__Stated exercise__
Rewrite everything from the line containing "Ground crowd of people in the scene above." down to the line containing "[49,66,59,78]", changing "jacket" to "coat" and leaving all else unchanged.

####################

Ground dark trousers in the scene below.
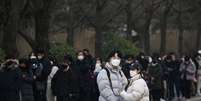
[0,93,20,101]
[167,78,174,100]
[175,77,182,97]
[150,89,162,101]
[182,79,192,98]
[34,90,47,101]
[57,96,69,101]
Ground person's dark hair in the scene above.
[107,50,122,61]
[64,54,73,64]
[124,55,134,60]
[5,52,16,60]
[129,62,142,71]
[165,55,172,60]
[138,52,145,56]
[96,57,103,63]
[48,56,58,65]
[83,49,89,53]
[76,50,84,56]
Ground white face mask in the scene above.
[38,56,43,59]
[77,55,84,60]
[30,56,36,59]
[96,63,101,68]
[130,70,138,77]
[50,61,54,65]
[110,59,121,67]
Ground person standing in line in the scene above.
[97,51,127,101]
[47,57,59,101]
[34,50,51,101]
[120,63,149,101]
[180,56,196,99]
[51,55,81,101]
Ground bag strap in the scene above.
[104,68,115,95]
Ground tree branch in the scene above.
[18,30,36,48]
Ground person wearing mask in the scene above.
[162,55,176,101]
[19,59,34,101]
[97,51,127,101]
[75,51,93,101]
[0,55,21,101]
[47,57,59,101]
[34,50,51,101]
[179,56,196,99]
[51,55,81,101]
[148,57,163,101]
[93,57,104,101]
[94,57,103,76]
[122,55,134,78]
[83,49,94,68]
[120,63,149,101]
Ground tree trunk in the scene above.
[67,28,74,47]
[94,0,104,56]
[126,0,132,40]
[35,9,49,52]
[2,0,19,56]
[95,26,103,56]
[196,28,201,50]
[177,12,183,54]
[143,13,152,55]
[160,10,169,53]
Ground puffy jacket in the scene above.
[120,75,149,101]
[97,63,127,101]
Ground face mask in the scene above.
[111,59,121,67]
[130,70,138,77]
[149,57,153,63]
[30,56,36,59]
[50,61,54,65]
[77,55,84,60]
[38,56,43,60]
[96,63,101,68]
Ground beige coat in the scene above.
[120,75,149,101]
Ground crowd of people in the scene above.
[0,49,201,101]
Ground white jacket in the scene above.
[97,63,127,101]
[120,75,149,101]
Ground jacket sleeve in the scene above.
[120,82,144,101]
[97,70,118,101]
[121,71,128,89]
[49,66,59,78]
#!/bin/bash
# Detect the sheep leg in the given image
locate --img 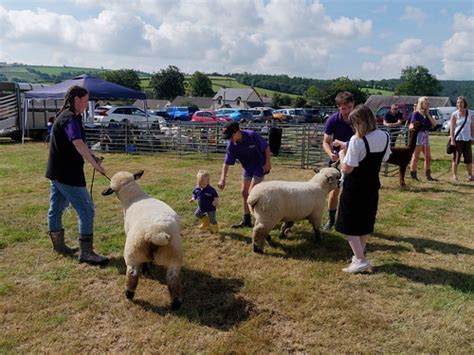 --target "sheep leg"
[166,266,183,310]
[308,213,323,242]
[125,265,141,300]
[279,221,295,239]
[398,164,407,187]
[252,222,273,254]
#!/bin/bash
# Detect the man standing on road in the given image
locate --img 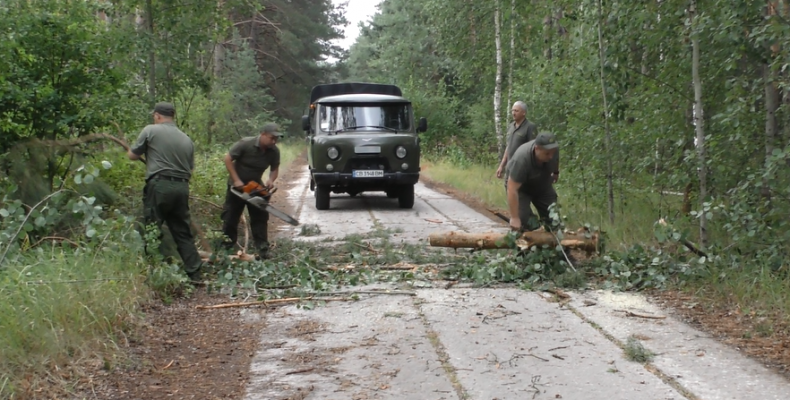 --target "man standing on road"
[507,132,560,231]
[222,124,281,259]
[496,101,537,188]
[127,102,202,281]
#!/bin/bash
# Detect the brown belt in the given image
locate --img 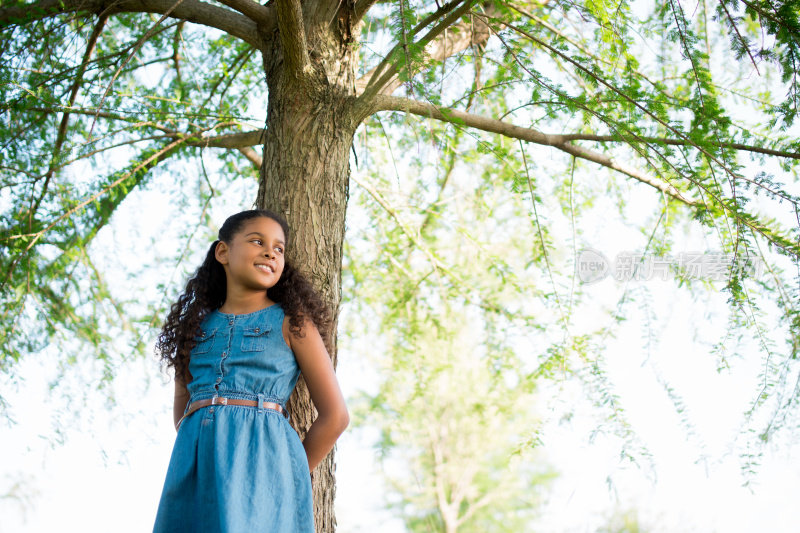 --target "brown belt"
[175,396,286,429]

####################

__Expected answer__
Ground crowd of people in the scene above.
[0,49,201,101]
Ground white coat in the scene above.
[97,63,127,101]
[120,75,149,101]
Ground coat sleeve in the scene above.
[120,82,144,101]
[97,70,118,101]
[121,71,128,89]
[49,66,59,78]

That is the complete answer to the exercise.